Document section ::

And so they started rolling with us, and we would all fight together. That’s the most concrete example of what the dynamic was that we just thought was normal but realized was problematic and then how that dynamic changed because the women put their foot down.

Once you formed the Syndicate, how did y’all start coordinating? Were people trying figure out where the largest concentration of white supremacist groups were to get people out to those cities?

People started talking on the phone, figuring out what was what by getting reports from others. Planned activities, a lot of shit revolved around shows. We would go to shows in other cities. I remember going to Agnostic Front. I think it was ’88, they were doing a big tour for their Live at CBGB’s album. 

When you travel from scene to scene like that, you meet people. And it’s a pretty tight bond you establish because you’re sharing this subculture that only so many people understand and commit to. And you’re finding out the comradery that’s available in the subculture is one where people will fight with you and stand by your side. And really tight bonds are formed then. So it’s almost like an extended family network that just kind of organically emerges from people interacting with each other. 

So you moved out to Portland in the early 1990s, had you already formed ARA by the time you got out here?

ARA had been in existence for a couple years before I left Minneapolis. 

How did ARA first start when you were organizing in Minneapolis? 

Coming off of the Syndicate meetings and also building allegiances with people who weren’t just hardcore anti-racist skinheads, it became apparent that there was a network that was bigger than the Baldies and that that network even extended beyond what the Syndicate, which was all hardcore skinhead crews—it exceeded the capacity of the Syndicate. We were trying to think of a name for that network. And I think Kieran suggested Anti-Racist Action. 

I remember the—I vaguely remember the discussion of us deciding, yeah, Anti-Racist Action is the name because we’re—we believe in direct action. And we’re not just gonna talk. We’re gonna take action. And so that was coined by the Minneapolis Baldies. 

And that name started to circulate. And then, you know, different kinds of branding and imagery started. You started to see that associated with different crews in different cities and states and stuff.

How was ARA gonna be different from the crews before? 

It encompassed activists from a broader spectrum of subcultures and even academics and people who might not even have been part of the hardcore scene but who wanted to do something. Somehow they got word about organizing direct action against fascists and wanted to do something about fascism and racism in their cities. And so those were the kind of people that were attracted to ARA in Minneapolis and other cities, in Portland too and wherever ARA was springing up. There were people who were traveling. 

Kieran did a lot of traveling. And so Detroit, Chicago, Toronto, to my understanding all those places were kind of seeded by some of the work he was doing and the roots he was putting down there. 

What were the first kind of campaigns that y’all started doing as ARA? 

So my work with ARA back in Minneapolis, it was about trying to find Nazis. Say we get word that they were having a show. A lot of the Nazis, their home, their base of operation, was across the river in St. Paul, a part of a white, working-class neighborhood in St. Paul.

Job 1 ::
In the interview excerpt about Anti-Racist Action, who does the speaker think suggested that name?

Available records ::
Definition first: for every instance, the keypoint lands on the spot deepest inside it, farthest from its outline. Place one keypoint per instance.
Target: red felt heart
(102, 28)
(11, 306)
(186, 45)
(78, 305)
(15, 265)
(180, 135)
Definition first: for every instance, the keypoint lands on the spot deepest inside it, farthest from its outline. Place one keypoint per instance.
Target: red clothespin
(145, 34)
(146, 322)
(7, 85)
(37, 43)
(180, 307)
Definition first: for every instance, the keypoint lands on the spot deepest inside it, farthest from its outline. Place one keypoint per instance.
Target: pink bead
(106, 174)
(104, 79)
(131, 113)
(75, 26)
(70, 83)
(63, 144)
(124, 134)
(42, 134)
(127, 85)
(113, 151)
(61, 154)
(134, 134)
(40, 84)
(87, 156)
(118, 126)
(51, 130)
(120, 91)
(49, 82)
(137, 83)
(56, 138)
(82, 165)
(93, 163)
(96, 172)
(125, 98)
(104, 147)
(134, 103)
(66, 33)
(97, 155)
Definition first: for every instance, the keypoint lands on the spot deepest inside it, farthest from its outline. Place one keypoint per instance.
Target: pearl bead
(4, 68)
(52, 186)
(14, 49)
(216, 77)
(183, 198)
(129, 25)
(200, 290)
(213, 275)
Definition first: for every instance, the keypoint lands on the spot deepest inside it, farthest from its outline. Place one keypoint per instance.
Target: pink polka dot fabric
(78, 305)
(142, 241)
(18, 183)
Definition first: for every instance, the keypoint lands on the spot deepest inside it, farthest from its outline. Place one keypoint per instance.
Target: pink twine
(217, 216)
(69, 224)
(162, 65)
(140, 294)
* * *
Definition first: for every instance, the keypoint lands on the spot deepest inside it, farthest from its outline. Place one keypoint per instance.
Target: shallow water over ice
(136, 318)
==
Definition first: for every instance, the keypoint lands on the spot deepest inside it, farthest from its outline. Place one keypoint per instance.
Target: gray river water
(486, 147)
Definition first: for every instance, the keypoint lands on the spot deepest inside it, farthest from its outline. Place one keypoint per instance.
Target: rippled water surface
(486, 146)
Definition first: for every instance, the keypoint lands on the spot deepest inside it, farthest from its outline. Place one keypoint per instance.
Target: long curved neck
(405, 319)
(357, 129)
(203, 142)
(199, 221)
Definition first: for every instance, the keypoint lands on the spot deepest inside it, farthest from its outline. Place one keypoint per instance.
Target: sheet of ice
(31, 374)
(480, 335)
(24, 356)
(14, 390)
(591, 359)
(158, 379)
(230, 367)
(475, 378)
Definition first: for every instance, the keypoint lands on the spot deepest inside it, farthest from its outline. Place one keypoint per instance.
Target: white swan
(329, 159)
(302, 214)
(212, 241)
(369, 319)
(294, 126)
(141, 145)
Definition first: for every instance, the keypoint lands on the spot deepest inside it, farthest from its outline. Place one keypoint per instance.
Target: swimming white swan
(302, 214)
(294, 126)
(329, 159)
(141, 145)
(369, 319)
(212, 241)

Job 2 ::
How many lines in the entries contain the word "water"? Case counts. Give only the number.

Answer 1 ::
Kieran

Answer 2 ::
3